# Enables running the process to make FASTA files for gRNA outside a script

### import needed modules

In [1]:
import csv
import os
import pandas as pd
import sys
import subprocess

import cauldron_sdk as api
from build_fastas.get_gene_mrna import get_gene_mrna
from build_fastas.make_gene_crRNA_fastas import make_FASTA

%load_ext autoreload
%autoreload 2

### define functions

In [2]:
def get_cauldron_guides(guide_list):
    """
    Query Cauldron with a list of guide REC IDs and return a dataframe with
    gene, rec_id, target_sequence
    Returning information on errors encountered is not great
    """
    GnC = [['gene','rec_id','sequence']]
    for guide in guide_list:
        try:
            X = [i for i in api.guides.find(rec_ids = guide)][0]
            GnC.append([X['gene'], X['rec_id'], X['target_sequence']])
        except:
            print ('Did not find ',guide)
    return pd.DataFrame(GnC[1:], columns = GnC[0])

def get_file_guides(guide_list, master_list):
    '''
    untested
    Query a master guide df with a list of guides
    The master guide df should be in the form of a pandas df with the headers of 'guide','gene','sequence'
    but they can be in any order
    '''
    GnC = [['gene','rec_id','sequence']]
    out_df = master_list[master_list['guide'].isin(guide_list)]
    return out_df['gene','guide','sequence']

### set and check some useful file locations

In [3]:
# Set some relative locations
get_genes = 'build_fastas/get_gene_mrna.py'
make_fasta = 'build_fastas/make_gene_crRNA_fastas.py'
temp_dir = 'build_fastas/temp'
genes_out = os.path.join(temp_dir,'gene_list.csv')
df_out = os.path.join(temp_dir,'temp.csv')
collected_genes = os.path.join(temp_dir,'genome_mRNA.fasta')

# Check for files and paths
if not os.path.isfile(get_genes): print(get_genes,'not found')

**Listed entries**
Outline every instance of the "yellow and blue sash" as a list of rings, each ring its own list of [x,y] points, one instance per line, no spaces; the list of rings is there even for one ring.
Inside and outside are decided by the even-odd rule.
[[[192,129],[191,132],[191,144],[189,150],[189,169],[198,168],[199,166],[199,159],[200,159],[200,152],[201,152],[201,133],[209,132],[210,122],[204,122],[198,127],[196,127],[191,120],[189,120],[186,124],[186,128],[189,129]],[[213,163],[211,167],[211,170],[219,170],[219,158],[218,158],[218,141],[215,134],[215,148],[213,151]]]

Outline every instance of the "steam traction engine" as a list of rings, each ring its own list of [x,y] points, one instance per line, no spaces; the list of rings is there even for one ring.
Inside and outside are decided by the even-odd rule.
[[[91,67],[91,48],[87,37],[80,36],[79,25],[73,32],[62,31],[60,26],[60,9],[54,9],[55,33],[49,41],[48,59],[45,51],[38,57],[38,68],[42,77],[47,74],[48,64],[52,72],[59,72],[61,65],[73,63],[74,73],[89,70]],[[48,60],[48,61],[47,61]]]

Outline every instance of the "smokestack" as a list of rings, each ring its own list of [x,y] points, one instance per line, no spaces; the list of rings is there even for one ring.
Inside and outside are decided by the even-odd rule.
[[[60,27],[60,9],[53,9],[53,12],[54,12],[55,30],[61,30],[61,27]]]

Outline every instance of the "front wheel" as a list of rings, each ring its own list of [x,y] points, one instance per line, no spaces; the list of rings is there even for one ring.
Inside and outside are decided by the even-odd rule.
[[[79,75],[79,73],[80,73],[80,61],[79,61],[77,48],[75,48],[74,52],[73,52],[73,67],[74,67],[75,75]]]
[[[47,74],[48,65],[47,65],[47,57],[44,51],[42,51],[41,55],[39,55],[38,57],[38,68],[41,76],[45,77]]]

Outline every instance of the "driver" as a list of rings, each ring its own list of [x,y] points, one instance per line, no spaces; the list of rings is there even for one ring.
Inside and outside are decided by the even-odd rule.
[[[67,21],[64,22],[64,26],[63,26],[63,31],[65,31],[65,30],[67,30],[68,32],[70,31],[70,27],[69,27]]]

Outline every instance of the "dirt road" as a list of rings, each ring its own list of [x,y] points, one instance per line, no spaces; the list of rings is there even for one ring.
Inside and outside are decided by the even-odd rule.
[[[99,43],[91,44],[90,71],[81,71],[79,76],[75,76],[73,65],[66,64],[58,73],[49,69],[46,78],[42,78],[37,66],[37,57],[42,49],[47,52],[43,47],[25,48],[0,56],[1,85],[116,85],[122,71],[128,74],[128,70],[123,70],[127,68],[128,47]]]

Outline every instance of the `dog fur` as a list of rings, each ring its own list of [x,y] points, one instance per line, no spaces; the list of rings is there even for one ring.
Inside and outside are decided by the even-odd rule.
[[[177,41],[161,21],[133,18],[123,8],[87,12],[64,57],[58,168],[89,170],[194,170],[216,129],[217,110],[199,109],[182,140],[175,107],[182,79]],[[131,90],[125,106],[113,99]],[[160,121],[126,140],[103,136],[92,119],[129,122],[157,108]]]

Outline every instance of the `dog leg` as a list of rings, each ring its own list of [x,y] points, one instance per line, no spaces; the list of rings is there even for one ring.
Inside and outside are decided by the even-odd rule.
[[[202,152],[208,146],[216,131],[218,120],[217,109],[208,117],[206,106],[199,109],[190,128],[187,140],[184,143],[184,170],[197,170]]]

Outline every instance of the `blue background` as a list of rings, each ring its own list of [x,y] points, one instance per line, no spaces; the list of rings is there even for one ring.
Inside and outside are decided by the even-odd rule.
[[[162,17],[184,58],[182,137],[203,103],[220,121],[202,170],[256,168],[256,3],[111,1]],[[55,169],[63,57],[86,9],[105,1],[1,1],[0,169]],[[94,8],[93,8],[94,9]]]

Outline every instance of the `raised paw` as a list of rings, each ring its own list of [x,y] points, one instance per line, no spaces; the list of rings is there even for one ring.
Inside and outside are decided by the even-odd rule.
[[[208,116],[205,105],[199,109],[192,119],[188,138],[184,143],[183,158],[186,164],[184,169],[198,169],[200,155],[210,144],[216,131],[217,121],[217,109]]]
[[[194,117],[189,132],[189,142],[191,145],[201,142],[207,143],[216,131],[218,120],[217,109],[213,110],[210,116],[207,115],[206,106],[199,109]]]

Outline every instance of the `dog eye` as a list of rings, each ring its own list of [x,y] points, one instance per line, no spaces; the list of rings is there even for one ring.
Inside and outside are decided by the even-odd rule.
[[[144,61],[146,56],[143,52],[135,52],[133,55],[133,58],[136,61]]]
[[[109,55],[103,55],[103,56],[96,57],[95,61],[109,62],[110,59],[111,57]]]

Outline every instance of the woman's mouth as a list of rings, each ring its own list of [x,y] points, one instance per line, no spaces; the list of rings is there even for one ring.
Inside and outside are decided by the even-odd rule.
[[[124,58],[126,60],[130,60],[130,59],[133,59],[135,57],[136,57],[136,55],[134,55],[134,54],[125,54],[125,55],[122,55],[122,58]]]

**Your goal**
In the notebook above, which headers must the master guide dataframe passed to get_file_guides have?

**Answer section**
'guide', 'gene' and 'sequence', in any order.